Records from a collection:
## start
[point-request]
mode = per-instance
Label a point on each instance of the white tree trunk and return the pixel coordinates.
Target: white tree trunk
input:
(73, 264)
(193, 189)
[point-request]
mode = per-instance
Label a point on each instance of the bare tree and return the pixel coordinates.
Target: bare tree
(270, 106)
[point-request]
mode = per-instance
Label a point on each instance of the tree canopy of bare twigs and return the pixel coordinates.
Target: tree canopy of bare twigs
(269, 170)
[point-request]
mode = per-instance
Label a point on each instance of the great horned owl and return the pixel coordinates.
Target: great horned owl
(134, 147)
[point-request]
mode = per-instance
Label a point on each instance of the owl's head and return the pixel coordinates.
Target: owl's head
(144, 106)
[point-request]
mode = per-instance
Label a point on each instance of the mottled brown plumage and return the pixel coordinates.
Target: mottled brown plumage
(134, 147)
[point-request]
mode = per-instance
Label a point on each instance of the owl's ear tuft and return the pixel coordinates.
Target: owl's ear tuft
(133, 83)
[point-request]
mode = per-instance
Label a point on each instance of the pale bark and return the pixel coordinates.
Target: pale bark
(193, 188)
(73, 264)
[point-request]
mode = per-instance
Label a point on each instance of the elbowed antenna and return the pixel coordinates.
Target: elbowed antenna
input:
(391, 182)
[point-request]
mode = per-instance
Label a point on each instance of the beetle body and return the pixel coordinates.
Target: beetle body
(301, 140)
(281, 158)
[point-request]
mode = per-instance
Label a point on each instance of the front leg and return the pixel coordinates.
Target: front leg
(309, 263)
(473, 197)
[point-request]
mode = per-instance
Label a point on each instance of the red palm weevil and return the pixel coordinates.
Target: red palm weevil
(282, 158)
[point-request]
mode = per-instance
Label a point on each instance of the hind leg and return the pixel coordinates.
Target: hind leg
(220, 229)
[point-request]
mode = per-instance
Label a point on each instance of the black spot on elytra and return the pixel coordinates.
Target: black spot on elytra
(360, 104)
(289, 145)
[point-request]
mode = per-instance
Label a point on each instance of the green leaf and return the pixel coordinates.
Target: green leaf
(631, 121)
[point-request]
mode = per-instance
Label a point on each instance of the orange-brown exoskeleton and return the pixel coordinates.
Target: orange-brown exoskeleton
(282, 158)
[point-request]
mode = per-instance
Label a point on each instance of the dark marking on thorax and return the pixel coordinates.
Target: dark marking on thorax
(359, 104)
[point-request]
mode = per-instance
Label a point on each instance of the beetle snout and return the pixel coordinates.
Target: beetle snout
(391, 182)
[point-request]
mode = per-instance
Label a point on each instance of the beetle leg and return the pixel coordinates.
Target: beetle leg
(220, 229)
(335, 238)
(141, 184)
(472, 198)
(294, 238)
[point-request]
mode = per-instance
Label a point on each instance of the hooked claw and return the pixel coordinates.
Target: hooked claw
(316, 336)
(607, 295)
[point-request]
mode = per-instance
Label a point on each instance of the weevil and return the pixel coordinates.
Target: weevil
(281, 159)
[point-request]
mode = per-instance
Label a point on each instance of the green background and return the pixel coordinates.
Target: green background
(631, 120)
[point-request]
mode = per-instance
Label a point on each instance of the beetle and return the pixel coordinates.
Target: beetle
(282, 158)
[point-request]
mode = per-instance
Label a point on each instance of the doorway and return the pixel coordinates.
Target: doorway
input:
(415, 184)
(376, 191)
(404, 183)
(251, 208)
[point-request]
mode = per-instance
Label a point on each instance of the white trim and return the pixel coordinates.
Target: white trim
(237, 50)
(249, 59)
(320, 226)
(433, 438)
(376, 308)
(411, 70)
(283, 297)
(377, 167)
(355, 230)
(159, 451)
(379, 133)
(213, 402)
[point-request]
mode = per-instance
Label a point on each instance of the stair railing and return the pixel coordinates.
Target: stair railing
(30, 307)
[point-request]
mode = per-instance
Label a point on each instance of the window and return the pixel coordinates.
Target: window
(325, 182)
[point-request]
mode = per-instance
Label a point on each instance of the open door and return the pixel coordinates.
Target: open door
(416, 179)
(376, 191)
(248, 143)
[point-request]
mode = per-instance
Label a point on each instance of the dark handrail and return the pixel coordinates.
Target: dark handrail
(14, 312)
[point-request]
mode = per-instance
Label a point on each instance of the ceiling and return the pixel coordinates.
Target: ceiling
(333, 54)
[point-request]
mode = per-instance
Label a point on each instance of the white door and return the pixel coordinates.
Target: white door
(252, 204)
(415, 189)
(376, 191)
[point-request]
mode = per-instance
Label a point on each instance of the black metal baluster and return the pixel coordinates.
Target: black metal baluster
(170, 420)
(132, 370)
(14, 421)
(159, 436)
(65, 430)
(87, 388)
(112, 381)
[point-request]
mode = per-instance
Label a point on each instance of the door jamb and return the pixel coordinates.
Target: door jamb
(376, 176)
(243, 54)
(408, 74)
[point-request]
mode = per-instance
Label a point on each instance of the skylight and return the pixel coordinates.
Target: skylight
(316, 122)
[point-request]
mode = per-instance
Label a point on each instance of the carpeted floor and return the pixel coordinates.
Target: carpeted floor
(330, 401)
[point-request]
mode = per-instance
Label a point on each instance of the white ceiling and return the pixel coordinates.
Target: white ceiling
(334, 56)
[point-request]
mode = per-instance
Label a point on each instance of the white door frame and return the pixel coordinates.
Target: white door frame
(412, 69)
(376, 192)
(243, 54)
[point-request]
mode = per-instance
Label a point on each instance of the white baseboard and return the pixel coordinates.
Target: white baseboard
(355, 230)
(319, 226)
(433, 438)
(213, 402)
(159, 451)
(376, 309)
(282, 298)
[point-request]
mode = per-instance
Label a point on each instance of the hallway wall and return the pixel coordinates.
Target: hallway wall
## end
Given problem:
List each line of the data above that contains the string "window". Upper and lower case must match.

Result:
Label a point on each instance of the window and return the pixel coordinates.
Target: window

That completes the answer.